— What the task asks —
Would you return the listing that follows exactly, leaving its pictures behind?

— Material provided —
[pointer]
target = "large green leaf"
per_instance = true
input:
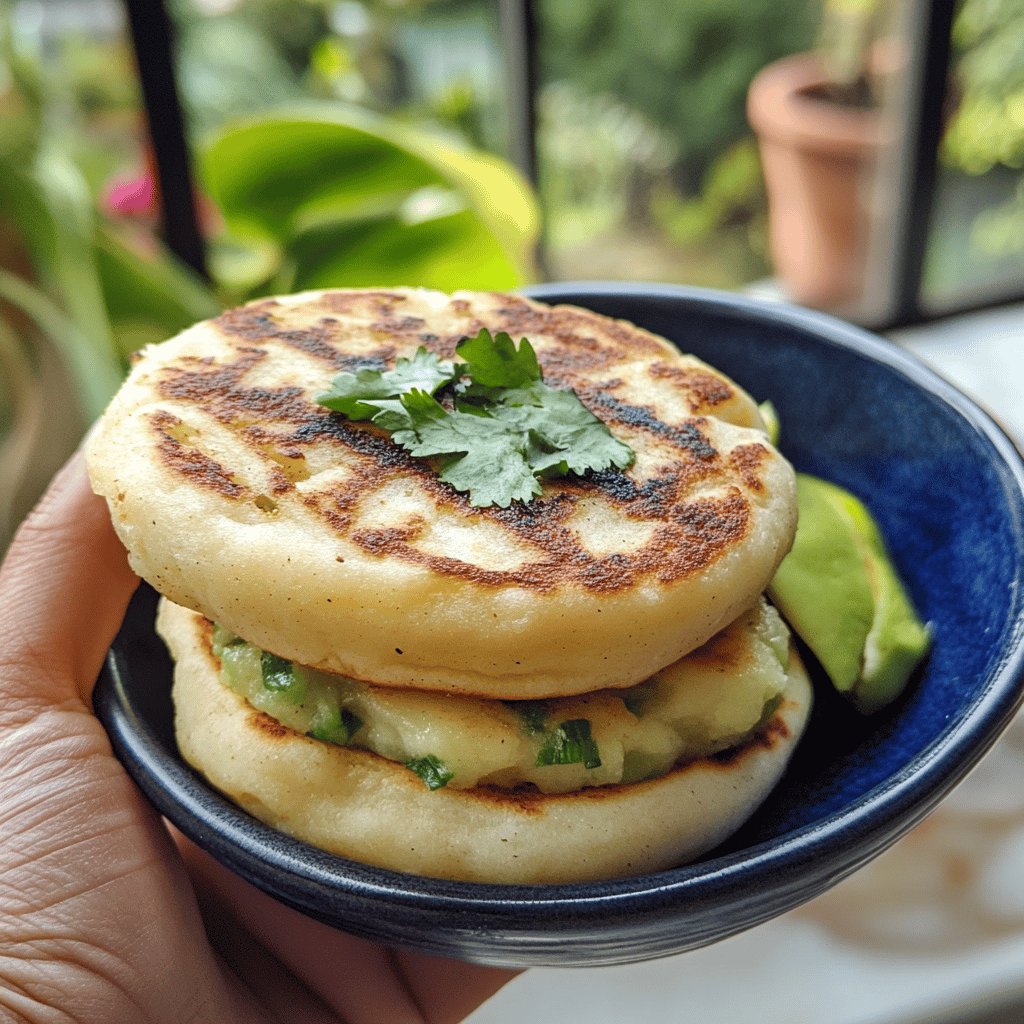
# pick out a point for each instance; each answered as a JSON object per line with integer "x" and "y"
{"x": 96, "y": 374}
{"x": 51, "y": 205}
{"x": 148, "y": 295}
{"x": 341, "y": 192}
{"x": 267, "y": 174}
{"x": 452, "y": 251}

— Task output —
[pointer]
target = "large green leaf"
per_instance = true
input:
# pick out a point for each instance; each answered as a JSON object per line with integer "x" and "y"
{"x": 96, "y": 374}
{"x": 51, "y": 205}
{"x": 148, "y": 295}
{"x": 341, "y": 192}
{"x": 267, "y": 174}
{"x": 452, "y": 251}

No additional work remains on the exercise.